• _INSTRUCTION_
Leave out the images and repeat the listing below without a single change.

Image object location entries:
--
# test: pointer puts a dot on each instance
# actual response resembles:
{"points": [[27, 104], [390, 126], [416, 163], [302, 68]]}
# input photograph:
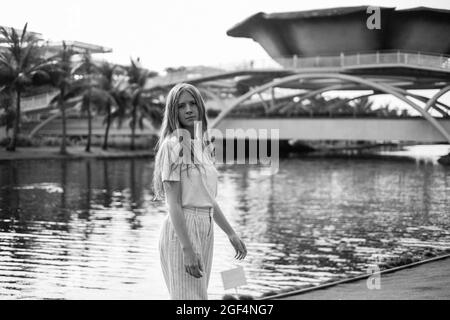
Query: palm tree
{"points": [[140, 107], [112, 96], [21, 65], [85, 83], [61, 77]]}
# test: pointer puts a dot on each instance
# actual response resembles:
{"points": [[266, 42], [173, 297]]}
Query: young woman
{"points": [[189, 184]]}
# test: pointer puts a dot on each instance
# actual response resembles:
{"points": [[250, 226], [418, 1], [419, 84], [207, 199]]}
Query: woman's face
{"points": [[188, 111]]}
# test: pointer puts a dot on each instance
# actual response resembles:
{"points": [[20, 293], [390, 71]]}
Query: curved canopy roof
{"points": [[334, 30]]}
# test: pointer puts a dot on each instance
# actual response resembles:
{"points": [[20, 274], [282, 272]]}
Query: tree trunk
{"points": [[62, 105], [16, 129], [88, 145], [108, 124], [133, 127]]}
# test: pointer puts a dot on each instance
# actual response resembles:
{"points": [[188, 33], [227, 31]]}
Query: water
{"points": [[88, 229]]}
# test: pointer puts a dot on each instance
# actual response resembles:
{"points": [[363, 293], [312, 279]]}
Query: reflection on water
{"points": [[88, 228]]}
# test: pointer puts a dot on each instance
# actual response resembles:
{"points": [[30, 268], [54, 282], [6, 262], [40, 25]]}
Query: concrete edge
{"points": [[361, 277]]}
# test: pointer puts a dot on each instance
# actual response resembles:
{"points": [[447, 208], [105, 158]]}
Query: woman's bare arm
{"points": [[222, 222], [173, 194]]}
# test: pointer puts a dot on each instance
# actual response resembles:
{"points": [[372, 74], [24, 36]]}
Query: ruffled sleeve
{"points": [[170, 161]]}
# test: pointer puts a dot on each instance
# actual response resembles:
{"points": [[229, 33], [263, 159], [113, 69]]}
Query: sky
{"points": [[168, 33]]}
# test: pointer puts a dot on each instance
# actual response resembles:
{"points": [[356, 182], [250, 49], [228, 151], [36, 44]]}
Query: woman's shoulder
{"points": [[170, 142]]}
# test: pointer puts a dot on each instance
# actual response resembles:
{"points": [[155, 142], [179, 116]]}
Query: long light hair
{"points": [[170, 123]]}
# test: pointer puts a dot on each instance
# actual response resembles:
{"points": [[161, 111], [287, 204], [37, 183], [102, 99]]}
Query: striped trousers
{"points": [[200, 228]]}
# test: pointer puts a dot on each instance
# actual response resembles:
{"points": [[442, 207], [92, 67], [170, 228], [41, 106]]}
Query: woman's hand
{"points": [[239, 246], [193, 263]]}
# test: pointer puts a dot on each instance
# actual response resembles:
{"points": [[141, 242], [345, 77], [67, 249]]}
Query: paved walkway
{"points": [[74, 153], [430, 281]]}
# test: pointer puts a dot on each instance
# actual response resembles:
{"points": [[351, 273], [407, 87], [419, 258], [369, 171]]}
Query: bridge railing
{"points": [[37, 102], [420, 59]]}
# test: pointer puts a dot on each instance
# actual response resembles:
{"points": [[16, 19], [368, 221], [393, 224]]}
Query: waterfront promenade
{"points": [[76, 152], [429, 281]]}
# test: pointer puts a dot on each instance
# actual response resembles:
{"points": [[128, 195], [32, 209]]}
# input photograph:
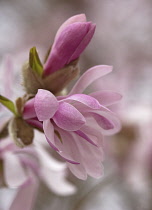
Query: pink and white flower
{"points": [[74, 125], [70, 41]]}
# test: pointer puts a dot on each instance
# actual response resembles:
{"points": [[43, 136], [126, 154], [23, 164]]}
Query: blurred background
{"points": [[123, 39]]}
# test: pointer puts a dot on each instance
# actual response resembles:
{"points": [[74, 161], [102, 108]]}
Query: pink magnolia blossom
{"points": [[70, 41], [74, 125], [22, 168]]}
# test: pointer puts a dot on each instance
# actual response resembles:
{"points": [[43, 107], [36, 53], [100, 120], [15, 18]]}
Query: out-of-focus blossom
{"points": [[74, 125], [70, 41]]}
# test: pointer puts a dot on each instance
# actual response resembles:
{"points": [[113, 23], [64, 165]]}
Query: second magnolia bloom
{"points": [[70, 41], [74, 125]]}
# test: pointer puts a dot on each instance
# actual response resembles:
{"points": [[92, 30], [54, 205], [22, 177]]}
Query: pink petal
--
• _RESPONSE TO THIS TASK_
# test: pointer puts a dot on each instance
# actual response resembles:
{"points": [[27, 104], [390, 126], [416, 163], [302, 68]]}
# input photograph:
Query: palm tree
{"points": [[140, 107], [112, 96], [21, 65], [85, 83], [61, 77]]}
# test: pointer puts a dot on each instance
# actual response resembles:
{"points": [[266, 42], [173, 297]]}
Query: young woman
{"points": [[189, 184]]}
# test: pointer puts a dot on each instance
# actual response resembles:
{"points": [[250, 226], [418, 1], [419, 84], [207, 199]]}
Query: woman's face
{"points": [[188, 111]]}
# test: pointer puts a dot on each instance
# actual response resembles:
{"points": [[20, 293], [390, 71]]}
Query: curved canopy roof
{"points": [[334, 30]]}
# test: pointer puts a dot on each instance
# actual response resembles:
{"points": [[20, 274], [282, 272]]}
Query: tree trunk
{"points": [[62, 105], [16, 129], [88, 145], [108, 124], [133, 127]]}
# test: pointer puts a dot on each instance
# actual response resembles:
{"points": [[188, 33], [227, 31]]}
Query: water
{"points": [[88, 229]]}
# test: pointer puts a dot on each instance
# actual response resembles:
{"points": [[363, 293], [312, 279]]}
Query: reflection on water
{"points": [[88, 228]]}
# test: pointer puts a dot on each instance
# actual response resembles:
{"points": [[30, 268], [54, 282], [6, 262], [40, 25]]}
Query: concrete edge
{"points": [[361, 277]]}
# test: pointer puts a dot on each instance
# actual response resembles:
{"points": [[447, 208], [105, 158]]}
Query: woman's bare arm
{"points": [[222, 222], [173, 194]]}
# test: pointer puts a dot on each instance
# actual response resembles:
{"points": [[372, 74], [24, 36]]}
Query: ruffled sleeve
{"points": [[170, 161]]}
# test: pointer puts a dot on each instance
# actual response resembles:
{"points": [[229, 33], [263, 159], [113, 69]]}
Query: sky
{"points": [[168, 33]]}
# test: pointer puts a dot on each instance
# actual response resembles:
{"points": [[356, 182], [250, 49], [228, 151], [36, 44]]}
Query: woman's shoulder
{"points": [[170, 142]]}
# test: pointer puts a dot on each instance
# actual response resembles:
{"points": [[155, 142], [179, 116]]}
Query: long light hair
{"points": [[170, 123]]}
# test: pointer puts a dot on each instance
# actual response resembles:
{"points": [[161, 111], [287, 204], [37, 183], [102, 99]]}
Query: striped trousers
{"points": [[200, 228]]}
# test: pointer puts a dot on each instance
# actual response resembles:
{"points": [[442, 207], [92, 67], [170, 228], [41, 106]]}
Query: woman's hand
{"points": [[239, 246], [193, 263]]}
# test: pointer puts a dot on each instance
# actual response resembles:
{"points": [[141, 242], [345, 77], [67, 249]]}
Query: paved walkway
{"points": [[74, 153], [430, 281]]}
# test: pointer puts a dot on each instance
# actual response resembles:
{"points": [[351, 273], [407, 87], [419, 258], [369, 171]]}
Query: bridge railing
{"points": [[37, 102], [420, 59]]}
# test: pointer puts a dot on each instance
# actual response resembles:
{"points": [[16, 19], [368, 221], [393, 224]]}
Query: waterfront promenade
{"points": [[76, 152], [429, 281]]}
# test: pointer puts a dot on each instance
# actual response resembles:
{"points": [[128, 195], [32, 209]]}
# input photograph:
Query: pink and white flower
{"points": [[74, 125], [70, 41]]}
# test: pointer puts a dot on each instance
# actual response resembles:
{"points": [[43, 136], [126, 154], [23, 164]]}
Query: blurred background
{"points": [[123, 39]]}
# test: pointer puts a dot on each instance
# actual response resembles:
{"points": [[74, 161], [102, 108]]}
Query: pink magnolia blossom
{"points": [[70, 41], [74, 125], [22, 168]]}
# test: pointer puts a dot on each instance
# actual response resembles:
{"points": [[43, 107], [36, 53], [100, 120], [15, 18]]}
Query: out-of-focus blossom
{"points": [[74, 125], [70, 41]]}
# test: pointer puts a dot on each instance
# actual response resembles:
{"points": [[113, 23], [64, 165]]}
Query: second magnolia bloom
{"points": [[70, 41], [74, 125]]}
# test: pointer puts a dot on each instance
# actual response resembles:
{"points": [[92, 30], [54, 205], [22, 177]]}
Query: pink petal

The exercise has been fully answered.